Work required
The answer must be one number: how many lines below contain the word "glow".

Given entries

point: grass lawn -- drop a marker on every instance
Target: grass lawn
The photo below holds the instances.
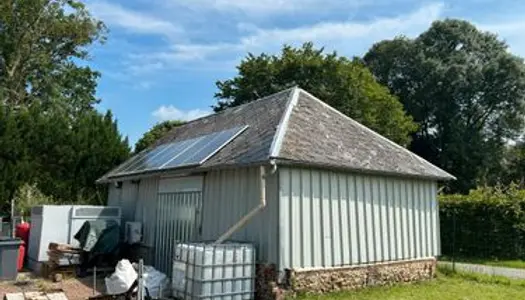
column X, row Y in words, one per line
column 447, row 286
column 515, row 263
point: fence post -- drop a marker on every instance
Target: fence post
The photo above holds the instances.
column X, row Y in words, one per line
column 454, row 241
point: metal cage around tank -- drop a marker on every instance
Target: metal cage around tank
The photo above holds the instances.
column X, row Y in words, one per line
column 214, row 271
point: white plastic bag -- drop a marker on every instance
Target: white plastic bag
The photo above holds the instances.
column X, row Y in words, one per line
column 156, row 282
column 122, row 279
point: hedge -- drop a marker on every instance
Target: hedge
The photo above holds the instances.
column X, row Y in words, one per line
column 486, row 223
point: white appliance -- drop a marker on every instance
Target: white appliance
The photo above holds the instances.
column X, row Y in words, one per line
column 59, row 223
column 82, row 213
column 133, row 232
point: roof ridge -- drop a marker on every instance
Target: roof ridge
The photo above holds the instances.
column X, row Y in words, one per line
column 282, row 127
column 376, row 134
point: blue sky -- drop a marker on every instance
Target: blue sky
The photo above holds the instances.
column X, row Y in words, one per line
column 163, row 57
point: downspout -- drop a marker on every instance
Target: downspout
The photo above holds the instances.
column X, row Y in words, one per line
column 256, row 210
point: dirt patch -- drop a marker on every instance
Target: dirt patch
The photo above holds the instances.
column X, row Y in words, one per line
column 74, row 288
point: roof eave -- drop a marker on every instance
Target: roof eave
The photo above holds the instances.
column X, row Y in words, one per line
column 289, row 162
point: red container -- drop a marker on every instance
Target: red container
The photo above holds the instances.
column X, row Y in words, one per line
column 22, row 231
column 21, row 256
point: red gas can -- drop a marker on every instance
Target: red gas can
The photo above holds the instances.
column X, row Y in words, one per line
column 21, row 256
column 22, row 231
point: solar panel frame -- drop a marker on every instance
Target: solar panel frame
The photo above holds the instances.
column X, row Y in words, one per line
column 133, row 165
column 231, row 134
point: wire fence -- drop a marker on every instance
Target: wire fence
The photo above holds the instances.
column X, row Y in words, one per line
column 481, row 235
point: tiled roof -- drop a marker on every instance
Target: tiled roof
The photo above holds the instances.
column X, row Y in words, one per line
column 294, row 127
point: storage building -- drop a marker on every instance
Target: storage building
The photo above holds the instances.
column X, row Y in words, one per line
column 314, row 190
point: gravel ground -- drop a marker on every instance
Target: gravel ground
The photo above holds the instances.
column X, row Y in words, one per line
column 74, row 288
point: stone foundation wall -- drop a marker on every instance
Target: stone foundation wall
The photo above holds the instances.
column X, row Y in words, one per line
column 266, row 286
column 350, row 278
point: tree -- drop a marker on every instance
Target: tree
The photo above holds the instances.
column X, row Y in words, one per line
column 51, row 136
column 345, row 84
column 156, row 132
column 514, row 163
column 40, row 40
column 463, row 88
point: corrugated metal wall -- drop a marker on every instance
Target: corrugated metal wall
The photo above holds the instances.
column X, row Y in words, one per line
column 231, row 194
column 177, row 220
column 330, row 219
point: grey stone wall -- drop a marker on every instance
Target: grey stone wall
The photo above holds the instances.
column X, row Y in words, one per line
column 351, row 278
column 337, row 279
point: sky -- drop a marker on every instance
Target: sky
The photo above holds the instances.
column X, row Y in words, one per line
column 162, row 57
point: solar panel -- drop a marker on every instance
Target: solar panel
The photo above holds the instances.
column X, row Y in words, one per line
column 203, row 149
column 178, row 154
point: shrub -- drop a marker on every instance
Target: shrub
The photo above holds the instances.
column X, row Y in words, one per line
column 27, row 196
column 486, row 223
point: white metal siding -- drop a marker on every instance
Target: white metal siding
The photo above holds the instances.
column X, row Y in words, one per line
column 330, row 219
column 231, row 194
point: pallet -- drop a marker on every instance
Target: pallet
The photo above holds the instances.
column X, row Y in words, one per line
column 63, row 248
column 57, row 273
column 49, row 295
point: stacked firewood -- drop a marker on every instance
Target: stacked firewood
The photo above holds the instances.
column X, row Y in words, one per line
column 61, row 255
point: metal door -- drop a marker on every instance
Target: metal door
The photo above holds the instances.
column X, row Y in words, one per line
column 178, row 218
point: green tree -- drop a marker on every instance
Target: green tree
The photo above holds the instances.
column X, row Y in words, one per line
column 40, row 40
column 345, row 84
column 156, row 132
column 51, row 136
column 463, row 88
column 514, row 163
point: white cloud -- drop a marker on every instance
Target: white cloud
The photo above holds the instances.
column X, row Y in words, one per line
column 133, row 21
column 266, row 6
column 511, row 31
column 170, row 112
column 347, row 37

==

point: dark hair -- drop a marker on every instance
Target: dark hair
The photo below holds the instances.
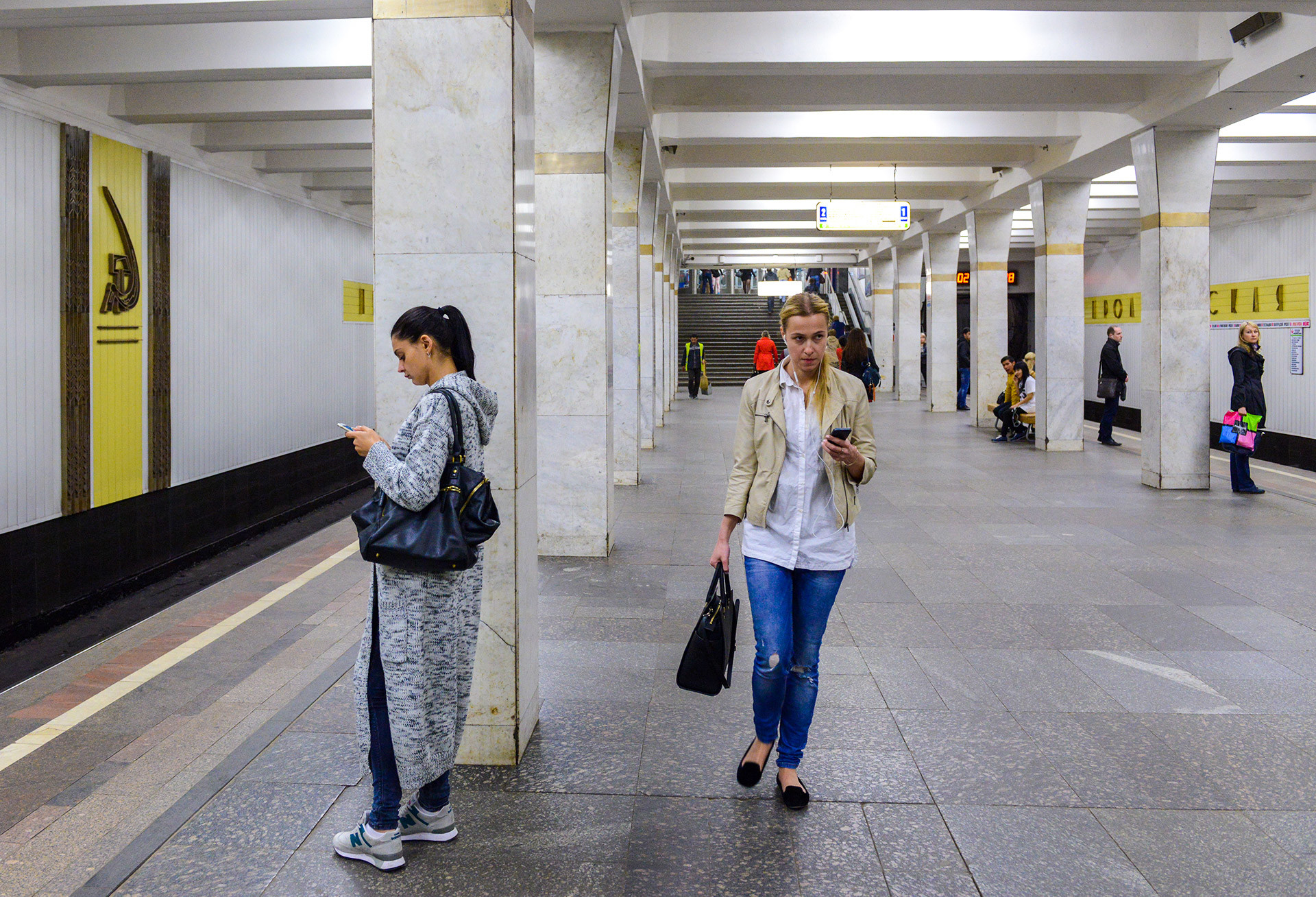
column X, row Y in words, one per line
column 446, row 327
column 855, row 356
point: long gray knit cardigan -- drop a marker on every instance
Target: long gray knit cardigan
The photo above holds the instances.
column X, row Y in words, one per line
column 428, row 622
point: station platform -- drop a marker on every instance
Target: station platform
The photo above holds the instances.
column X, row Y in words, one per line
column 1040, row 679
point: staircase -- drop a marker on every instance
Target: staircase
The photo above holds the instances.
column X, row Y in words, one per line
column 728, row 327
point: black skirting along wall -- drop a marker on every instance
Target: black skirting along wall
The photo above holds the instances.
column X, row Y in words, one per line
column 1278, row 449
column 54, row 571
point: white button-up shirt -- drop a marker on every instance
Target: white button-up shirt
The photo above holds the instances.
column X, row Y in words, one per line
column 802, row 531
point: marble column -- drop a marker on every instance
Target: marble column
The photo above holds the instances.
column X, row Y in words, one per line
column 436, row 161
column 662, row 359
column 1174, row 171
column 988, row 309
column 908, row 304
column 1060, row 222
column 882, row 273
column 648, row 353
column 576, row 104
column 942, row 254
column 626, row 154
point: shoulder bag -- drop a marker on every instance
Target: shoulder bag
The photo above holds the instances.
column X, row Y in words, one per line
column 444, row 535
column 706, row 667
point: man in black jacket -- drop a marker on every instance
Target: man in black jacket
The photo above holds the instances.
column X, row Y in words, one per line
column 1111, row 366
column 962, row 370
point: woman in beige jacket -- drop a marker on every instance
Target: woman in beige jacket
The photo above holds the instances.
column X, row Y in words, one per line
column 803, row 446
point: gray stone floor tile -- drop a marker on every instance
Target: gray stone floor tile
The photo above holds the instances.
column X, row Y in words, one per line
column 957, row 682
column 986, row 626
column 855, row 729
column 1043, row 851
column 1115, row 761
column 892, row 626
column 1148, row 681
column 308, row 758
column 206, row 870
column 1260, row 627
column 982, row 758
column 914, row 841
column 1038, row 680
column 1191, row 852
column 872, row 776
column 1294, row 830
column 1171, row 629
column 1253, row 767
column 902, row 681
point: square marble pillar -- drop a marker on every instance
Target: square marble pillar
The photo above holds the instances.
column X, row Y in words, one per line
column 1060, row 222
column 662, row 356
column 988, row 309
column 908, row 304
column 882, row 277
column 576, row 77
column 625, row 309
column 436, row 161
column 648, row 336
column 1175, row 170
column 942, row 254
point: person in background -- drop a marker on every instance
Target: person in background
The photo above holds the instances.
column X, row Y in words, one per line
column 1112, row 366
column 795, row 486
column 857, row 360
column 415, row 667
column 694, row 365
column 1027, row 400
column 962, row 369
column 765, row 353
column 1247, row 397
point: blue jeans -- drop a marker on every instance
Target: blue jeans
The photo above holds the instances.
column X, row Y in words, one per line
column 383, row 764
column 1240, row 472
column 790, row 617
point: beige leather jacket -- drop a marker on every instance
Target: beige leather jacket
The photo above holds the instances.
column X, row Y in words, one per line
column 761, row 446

---

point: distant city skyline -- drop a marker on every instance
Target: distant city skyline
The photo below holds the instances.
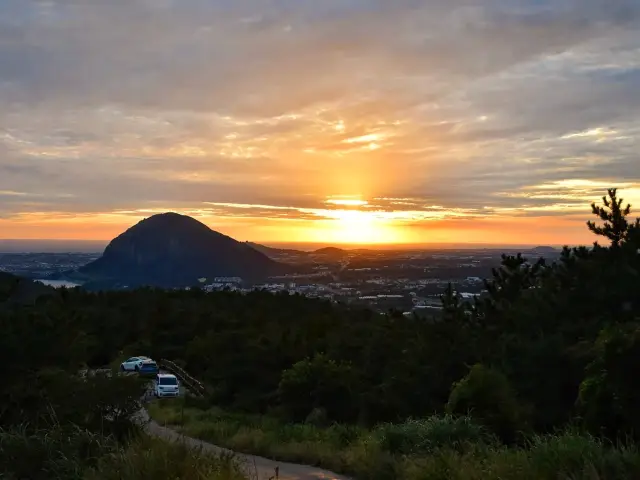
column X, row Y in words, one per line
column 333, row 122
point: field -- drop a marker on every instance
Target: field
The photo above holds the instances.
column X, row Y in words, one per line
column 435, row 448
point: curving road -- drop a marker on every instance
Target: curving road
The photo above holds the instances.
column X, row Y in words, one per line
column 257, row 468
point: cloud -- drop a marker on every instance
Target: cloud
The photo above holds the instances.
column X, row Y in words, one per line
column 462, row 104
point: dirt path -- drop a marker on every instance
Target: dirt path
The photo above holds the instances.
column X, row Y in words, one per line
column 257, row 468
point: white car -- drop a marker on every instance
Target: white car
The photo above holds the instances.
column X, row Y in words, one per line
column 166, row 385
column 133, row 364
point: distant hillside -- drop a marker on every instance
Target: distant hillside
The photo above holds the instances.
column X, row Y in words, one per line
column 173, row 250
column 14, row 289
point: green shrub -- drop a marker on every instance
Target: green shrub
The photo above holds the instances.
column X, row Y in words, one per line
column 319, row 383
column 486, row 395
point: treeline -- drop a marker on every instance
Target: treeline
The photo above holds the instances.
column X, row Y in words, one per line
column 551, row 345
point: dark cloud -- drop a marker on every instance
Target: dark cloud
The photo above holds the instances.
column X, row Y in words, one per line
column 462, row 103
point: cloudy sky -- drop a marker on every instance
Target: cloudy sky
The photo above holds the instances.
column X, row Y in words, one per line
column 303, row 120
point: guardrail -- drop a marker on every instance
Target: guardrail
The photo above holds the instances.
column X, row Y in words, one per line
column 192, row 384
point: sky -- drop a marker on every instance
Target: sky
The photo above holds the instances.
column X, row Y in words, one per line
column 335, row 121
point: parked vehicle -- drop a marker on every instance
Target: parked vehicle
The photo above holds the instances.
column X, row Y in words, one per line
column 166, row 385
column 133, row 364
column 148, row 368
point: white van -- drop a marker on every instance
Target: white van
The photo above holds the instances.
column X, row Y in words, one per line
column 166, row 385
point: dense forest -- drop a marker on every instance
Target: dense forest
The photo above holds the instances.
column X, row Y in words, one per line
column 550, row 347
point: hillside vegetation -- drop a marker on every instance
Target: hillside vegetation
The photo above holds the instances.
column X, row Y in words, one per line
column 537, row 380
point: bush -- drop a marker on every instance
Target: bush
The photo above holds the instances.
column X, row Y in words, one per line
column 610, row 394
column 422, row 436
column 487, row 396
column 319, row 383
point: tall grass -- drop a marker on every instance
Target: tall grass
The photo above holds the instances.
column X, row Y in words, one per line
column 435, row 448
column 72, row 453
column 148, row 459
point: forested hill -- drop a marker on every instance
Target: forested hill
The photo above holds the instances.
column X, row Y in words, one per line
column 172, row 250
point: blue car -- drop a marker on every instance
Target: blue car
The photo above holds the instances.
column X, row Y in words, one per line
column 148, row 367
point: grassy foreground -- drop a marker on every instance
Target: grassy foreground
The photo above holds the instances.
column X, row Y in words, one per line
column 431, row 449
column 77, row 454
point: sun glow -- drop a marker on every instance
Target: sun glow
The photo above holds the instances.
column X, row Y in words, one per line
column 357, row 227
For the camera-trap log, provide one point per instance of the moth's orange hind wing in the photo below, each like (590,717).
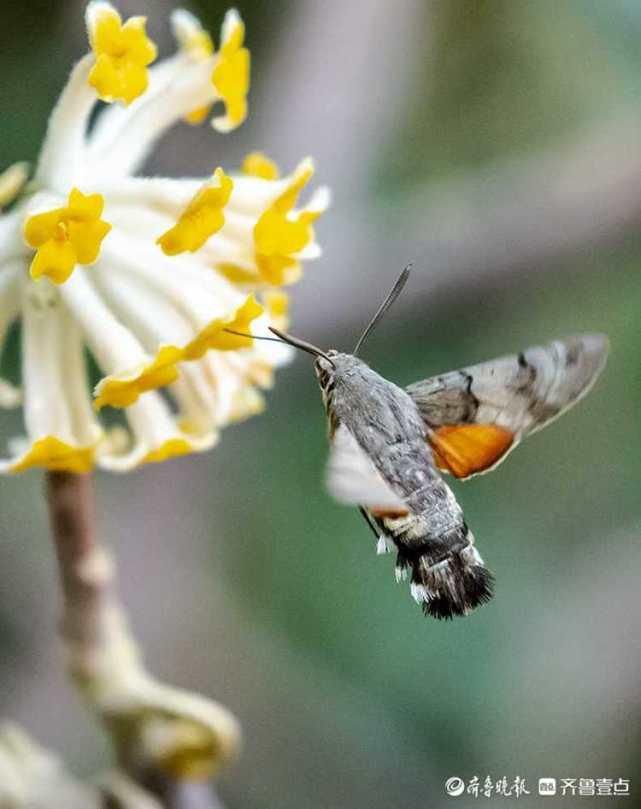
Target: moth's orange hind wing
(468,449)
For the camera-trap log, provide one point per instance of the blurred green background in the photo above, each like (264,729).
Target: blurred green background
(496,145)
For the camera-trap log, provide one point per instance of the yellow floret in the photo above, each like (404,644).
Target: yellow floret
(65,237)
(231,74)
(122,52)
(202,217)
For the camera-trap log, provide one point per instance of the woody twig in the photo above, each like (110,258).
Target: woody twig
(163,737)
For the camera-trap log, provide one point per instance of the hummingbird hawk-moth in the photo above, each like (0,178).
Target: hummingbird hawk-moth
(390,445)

Result of the exercise
2